* What you will do
All of the records below need to be copied exactly.

(Entries from a point annotation set)

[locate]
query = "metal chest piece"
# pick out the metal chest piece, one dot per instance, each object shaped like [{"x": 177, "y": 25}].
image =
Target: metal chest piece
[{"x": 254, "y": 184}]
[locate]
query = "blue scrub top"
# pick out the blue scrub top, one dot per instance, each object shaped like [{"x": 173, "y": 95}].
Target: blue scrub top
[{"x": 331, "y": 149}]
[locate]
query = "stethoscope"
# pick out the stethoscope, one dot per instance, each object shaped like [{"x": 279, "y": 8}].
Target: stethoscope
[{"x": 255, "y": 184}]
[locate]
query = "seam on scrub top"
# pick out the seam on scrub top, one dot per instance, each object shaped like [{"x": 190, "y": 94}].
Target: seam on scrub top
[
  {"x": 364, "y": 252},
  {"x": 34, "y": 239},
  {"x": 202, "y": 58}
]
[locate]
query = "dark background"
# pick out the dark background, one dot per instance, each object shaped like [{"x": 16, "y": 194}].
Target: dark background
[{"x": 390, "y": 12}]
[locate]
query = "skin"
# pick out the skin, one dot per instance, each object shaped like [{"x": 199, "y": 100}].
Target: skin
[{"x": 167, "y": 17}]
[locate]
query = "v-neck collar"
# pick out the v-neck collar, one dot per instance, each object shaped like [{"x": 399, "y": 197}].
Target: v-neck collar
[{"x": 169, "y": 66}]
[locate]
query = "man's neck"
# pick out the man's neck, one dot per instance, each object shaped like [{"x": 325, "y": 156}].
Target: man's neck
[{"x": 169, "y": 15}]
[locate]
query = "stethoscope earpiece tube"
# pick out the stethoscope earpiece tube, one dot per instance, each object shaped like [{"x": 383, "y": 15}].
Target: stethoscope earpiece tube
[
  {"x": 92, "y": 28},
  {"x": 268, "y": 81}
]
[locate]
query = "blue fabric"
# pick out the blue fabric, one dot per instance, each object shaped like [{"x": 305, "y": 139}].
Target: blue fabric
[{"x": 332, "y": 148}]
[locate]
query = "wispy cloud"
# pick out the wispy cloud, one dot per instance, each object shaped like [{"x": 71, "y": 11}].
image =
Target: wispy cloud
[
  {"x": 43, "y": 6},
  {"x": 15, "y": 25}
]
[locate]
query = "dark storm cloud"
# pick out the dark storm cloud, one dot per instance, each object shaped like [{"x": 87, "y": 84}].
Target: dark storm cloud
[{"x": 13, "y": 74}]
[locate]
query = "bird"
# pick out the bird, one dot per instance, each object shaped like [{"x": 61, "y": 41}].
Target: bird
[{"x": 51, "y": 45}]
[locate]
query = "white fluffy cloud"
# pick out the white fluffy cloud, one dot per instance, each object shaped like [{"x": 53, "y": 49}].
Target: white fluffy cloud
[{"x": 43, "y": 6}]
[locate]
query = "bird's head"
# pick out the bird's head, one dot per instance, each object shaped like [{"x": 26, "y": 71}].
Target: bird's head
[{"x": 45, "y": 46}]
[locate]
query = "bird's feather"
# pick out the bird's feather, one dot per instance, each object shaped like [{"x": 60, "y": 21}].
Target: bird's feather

* Reply
[locate]
query = "metal chest piece"
# pick out the metal chest piece, one dot per instance, each object shaped like [{"x": 177, "y": 25}].
image =
Target: metal chest piece
[{"x": 254, "y": 184}]
[locate]
query = "blue scrub top"
# pick out the blue scrub top, one dot per instance, each object shaped like [{"x": 173, "y": 95}].
Target: blue scrub top
[{"x": 331, "y": 149}]
[locate]
query = "stethoscope"
# pick out the stethoscope, one dot per instance, each object shaped like [{"x": 279, "y": 8}].
Target: stethoscope
[{"x": 255, "y": 184}]
[locate]
query = "seam on scrub top"
# pick out the seam on scrub top, one dot per instance, each object shaped like [{"x": 190, "y": 94}].
Target: seam on scrub top
[
  {"x": 364, "y": 252},
  {"x": 34, "y": 239},
  {"x": 202, "y": 58}
]
[locate]
query = "dark background"
# pick out the dark background, one dot per instance, each object shaped like [{"x": 16, "y": 194}].
Target: dark background
[{"x": 390, "y": 12}]
[locate]
query = "skin"
# pick out the skin, one dot per instance, each object shaped like [{"x": 199, "y": 100}].
Target: skin
[{"x": 167, "y": 17}]
[locate]
query = "v-neck collar"
# pick out the v-neck collar, one dot per instance, each object shaped like [{"x": 399, "y": 197}].
Target: v-neck collar
[{"x": 169, "y": 66}]
[locate]
query = "man's neck"
# pick out the man's neck, one dot per instance, each object shaped like [{"x": 325, "y": 156}].
Target: man's neck
[{"x": 169, "y": 15}]
[locate]
query = "stethoscope earpiece tube"
# pick out the stethoscope earpiece tube, one dot per instance, each object shaped like [{"x": 383, "y": 15}].
Target: stethoscope earpiece tube
[
  {"x": 92, "y": 28},
  {"x": 268, "y": 81}
]
[locate]
query = "blue fabric"
# pick out the blue fabric, one dot per instance, each object shaped like [{"x": 305, "y": 139}].
Target: blue fabric
[{"x": 332, "y": 148}]
[locate]
query = "wispy cloud"
# pick out the wispy cloud, one dot per instance, each object shaped like [{"x": 71, "y": 11}].
image =
Target: wispy cloud
[
  {"x": 43, "y": 6},
  {"x": 15, "y": 25}
]
[locate]
query = "dark storm cloud"
# pick out the dark storm cloud, one dot per instance, each object shaped like [{"x": 87, "y": 84}].
Target: dark storm cloud
[{"x": 13, "y": 74}]
[locate]
query = "bird"
# pick out the bird, one dot per instance, each object shaped like [{"x": 61, "y": 41}].
Target: bird
[{"x": 51, "y": 45}]
[locate]
query = "white fluffy cloud"
# pick out the white fluffy cloud, one dot per instance, each object shaped like [{"x": 53, "y": 49}].
Target: white fluffy cloud
[{"x": 43, "y": 6}]
[locate]
query = "bird's head"
# pick out the bird's head, one dot per instance, each object shaped like [{"x": 26, "y": 71}].
Target: bird's head
[{"x": 45, "y": 46}]
[locate]
query = "bird's feather"
# pick out the bird's feather, one dot per instance, each object shaped like [{"x": 60, "y": 21}].
Target: bird's feather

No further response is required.